> **What is being asked**:
Below is a block of data; give all of it again word for word.

> **Provided entries**:
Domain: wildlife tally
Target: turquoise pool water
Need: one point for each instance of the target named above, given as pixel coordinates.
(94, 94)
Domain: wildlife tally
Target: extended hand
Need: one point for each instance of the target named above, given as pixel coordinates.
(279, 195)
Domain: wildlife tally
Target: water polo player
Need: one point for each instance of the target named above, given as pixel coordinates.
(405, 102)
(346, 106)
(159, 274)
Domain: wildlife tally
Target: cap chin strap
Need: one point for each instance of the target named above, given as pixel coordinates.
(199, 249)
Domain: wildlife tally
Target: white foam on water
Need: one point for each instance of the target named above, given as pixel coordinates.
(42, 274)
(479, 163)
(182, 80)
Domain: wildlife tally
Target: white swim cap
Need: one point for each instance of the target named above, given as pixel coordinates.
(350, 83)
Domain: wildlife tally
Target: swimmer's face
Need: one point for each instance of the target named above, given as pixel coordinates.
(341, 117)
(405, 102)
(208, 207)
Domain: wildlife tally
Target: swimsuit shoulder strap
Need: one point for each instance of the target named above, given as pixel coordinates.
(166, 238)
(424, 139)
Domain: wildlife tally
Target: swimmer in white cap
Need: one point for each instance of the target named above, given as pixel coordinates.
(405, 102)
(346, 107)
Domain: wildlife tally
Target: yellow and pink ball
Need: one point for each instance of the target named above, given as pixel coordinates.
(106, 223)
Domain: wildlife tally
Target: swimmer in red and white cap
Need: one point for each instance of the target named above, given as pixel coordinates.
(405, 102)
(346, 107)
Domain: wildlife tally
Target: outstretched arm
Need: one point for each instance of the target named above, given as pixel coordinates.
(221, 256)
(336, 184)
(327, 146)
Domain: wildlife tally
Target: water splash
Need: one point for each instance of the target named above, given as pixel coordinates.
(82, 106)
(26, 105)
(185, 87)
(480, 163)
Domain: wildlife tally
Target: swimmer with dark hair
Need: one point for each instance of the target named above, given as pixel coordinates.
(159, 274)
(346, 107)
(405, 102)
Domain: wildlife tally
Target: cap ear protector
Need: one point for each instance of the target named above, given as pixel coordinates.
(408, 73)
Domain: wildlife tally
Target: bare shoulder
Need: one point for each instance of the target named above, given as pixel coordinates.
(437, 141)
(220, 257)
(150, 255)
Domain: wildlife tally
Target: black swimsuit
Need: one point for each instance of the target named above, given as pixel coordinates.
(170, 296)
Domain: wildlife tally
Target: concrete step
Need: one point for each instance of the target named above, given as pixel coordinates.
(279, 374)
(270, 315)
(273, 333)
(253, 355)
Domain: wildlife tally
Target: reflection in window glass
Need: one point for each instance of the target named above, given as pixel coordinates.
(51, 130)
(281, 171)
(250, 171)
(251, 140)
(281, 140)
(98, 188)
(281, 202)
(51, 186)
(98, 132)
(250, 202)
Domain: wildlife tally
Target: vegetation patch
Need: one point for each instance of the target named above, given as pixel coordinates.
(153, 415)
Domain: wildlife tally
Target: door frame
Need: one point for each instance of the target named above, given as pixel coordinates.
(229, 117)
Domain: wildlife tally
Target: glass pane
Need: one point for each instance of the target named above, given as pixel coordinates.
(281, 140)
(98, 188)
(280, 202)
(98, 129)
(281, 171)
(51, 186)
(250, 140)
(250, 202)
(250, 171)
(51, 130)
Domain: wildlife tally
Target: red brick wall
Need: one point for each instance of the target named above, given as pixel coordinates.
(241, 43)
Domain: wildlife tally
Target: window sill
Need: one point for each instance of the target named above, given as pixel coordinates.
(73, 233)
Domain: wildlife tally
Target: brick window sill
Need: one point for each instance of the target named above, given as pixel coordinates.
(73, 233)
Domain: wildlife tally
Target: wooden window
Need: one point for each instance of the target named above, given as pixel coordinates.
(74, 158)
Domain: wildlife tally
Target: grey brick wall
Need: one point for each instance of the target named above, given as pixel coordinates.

> **Response to this task**:
Domain: wildlife tally
Target: turquoise pool water
Need: one point for each instance of the target named above, given as pixel coordinates.
(94, 94)
Domain: wildlife tally
Target: extended hand
Need: one point for each instance of the target named above, given as pixel coordinates.
(279, 195)
Domain: wildlife tally
Target: water polo player
Need: one point for each instance of the target named above, given as pixel coordinates.
(405, 102)
(346, 106)
(159, 274)
Domain: wildlife tally
Target: cap chin strap
Need: one point for each instance of the target named above, given as pixel coordinates.
(199, 249)
Domain: wildlife tally
Target: white foam on water
Need: one point for each instance of the target named above, given as pixel coordinates.
(42, 274)
(479, 163)
(182, 80)
Domain: wildlife tally
Target: white swim cap
Need: one point for each instance of the target named above, given as pixel coordinates.
(350, 83)
Domain: wildlife tally
Target: swimmer's face
Need: one point for each instance of the target named above, given as pixel coordinates.
(341, 117)
(405, 102)
(208, 207)
Domain: wildlife tally
Target: swimsuit shoulder strap
Need: one point for each instance of the target named above, given as pixel coordinates.
(166, 238)
(424, 139)
Domain: wildlife tally
Target: swimmer in white cap
Need: one point for each instance of the target named above, given as pixel coordinates.
(405, 102)
(346, 107)
Domain: wildlife tally
Target: yellow and pink ball
Need: one point for each instance of the target named above, given as pixel coordinates.
(106, 223)
Domain: wildlife tally
Target: swimmer in red and white cap
Need: one point for each instance of the target named above, given as pixel coordinates.
(405, 102)
(346, 107)
Domain: wildlife tally
Target: outstretched arm
Need: one point for each instance of the target named above, given as pixel coordinates.
(221, 256)
(336, 184)
(327, 146)
Domain: wildlife tally
Target: water splash
Need: one point for each instance of the target named above, given as pixel coordinates.
(82, 106)
(26, 105)
(185, 87)
(480, 163)
Domain: wildlife tally
Target: swimmer with dark hair
Need: one point for each instance of the target named above, given as pixel coordinates.
(159, 274)
(346, 107)
(405, 102)
Domain: wildlife tally
Target: cap ear protector
Need: one point for each instance of the target named above, given as pixel coordinates.
(408, 73)
Domain: wildlife tally
Target: bare shoulder
Need: one point for each instance of the target named above, given as pixel coordinates.
(437, 141)
(220, 257)
(150, 255)
Domain: wildlife tally
Target: black swimsuit
Need: one point for each instance of the target named above, given as pixel coordinates.
(170, 296)
Domain: wildlife tally
Target: concrete step
Need: one point for each instance of the target named above, given as pixel coordinates.
(279, 374)
(270, 315)
(273, 333)
(253, 355)
Domain: wildlife tally
Target: reflection in window glass
Need: one point for each instance of the target named above, given as pixel coordinates.
(51, 130)
(281, 171)
(250, 171)
(251, 140)
(281, 140)
(98, 188)
(281, 202)
(51, 186)
(98, 132)
(250, 202)
Domain: wildlife tally
Target: vegetation patch
Need: one point for each instance of the target named above, given as pixel coordinates.
(153, 415)
Domain: wildlife tally
Target: door frame
Need: one point for each instance of the target named above, given as pixel coordinates.
(229, 117)
Domain: wildlife tally
Target: glass pane
Need: one point for each instance of the target named above, given as pixel coordinates.
(281, 140)
(98, 188)
(280, 202)
(98, 129)
(281, 171)
(51, 186)
(250, 140)
(250, 202)
(250, 171)
(51, 130)
Domain: wildlife tally
Target: red brick wall
Need: one point for each instance of the target named above, given as pixel coordinates.
(241, 43)
Domain: wildlife tally
Target: window sill
Need: one point for each instance of the target named above, given as pixel coordinates.
(73, 233)
Domain: wildlife tally
Target: brick window sill
Need: one point for each instance of the target named above, given as pixel coordinates.
(73, 233)
Domain: wildlife tally
Target: wooden window
Need: one point for each instance of the target named above, given as pixel coordinates.
(74, 158)
Domain: wildlife tally
Target: grey brick wall
Need: one point for each instance of the target named above, given as pixel coordinates.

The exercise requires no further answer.